I have written a filter_book function taht checks a book against a fitler and returns a boolean. No problem in and of itself. But I wondering if there is a more idiomatic way to write it with better short circuit. Slightly simplified, body starts with:
let mut val = filter.name.is_empty() || book.name.contains(filter.name());
I could then do
if !val { return false };
but if I do that, I end up doing it over and over again.
The rest of the function (until the ending return of val) consists of a series of liens that look like:
val &= (filter.field.is_empty() || book.afield.contains(filter.field));
Is there a better way to structure that? I presume that even if there were a syntactic way to short-circuit it, the result would actually cause a lot more checks for exiting, since I expect most of the fitler fields to be empy, and therefore succeed?
Thanks,
Joel
If every filter.field has the same type and every book.afield has the same type (not necessarily the same as the filter.field type), you can sort of simplify this with a loop over an array of pairs of references, like so:
let fields = [
(&filter.name, &book.name),
(&filter.author, &book.author),
(&filter.subject, &book.subject),
// etc.

## WHAT THIS EXERCISE ASKS
1. In the filter_book discussion, what does the poster expect most of the filter fields to be?
2. From the filter_book discussion, copy the part from "The rest of" to "and therefore succeed?" word for word.
3. Pick up the filter_book discussion at the point where it stops and carry it on.

## STORED DATA
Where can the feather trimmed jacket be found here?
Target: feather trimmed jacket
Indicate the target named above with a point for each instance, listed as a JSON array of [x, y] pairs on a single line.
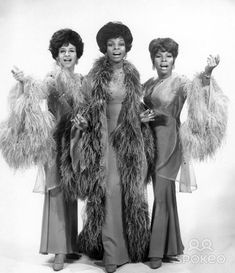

## IN RESPONSE
1. Empty, so they would succeed.

2.
The rest of the function (until the ending return of val) consists of a series of liens that look like:
val &= (filter.field.is_empty() || book.afield.contains(filter.field));
Is there a better way to structure that? I presume that even if there were a syntactic way to short-circuit it, the result would actually cause a lot more checks for exiting, since I expect most of the fitler fields to be empy, and therefore succeed?

3.
];
for (filtfield, bookfield) in fields {
if !(filtfield.is_empty() || bookfield.contains(filtfield)) {
return false;
}
}
return true;
or, with iterator methods:
let fields = [
(&filter.name, &book.name),
(&filter.author, &book.author),
(&filter.subject, &book.subject),
// etc.
];
return fields.into_iter().all(|(filtfield, bookfield)| filtfield.is_empty() || bookfield.contains(filtfield));
let mut ok = long_line_testing_something();
ok = ok && long_line_testing_something_other();
ok = ok && (long_test_a() || long_test_b());
ok = ok && {
let mut or = i_run_out_of_names();
or = or || maybe_this_is_not_a_good_idea();
or || but_who_knows()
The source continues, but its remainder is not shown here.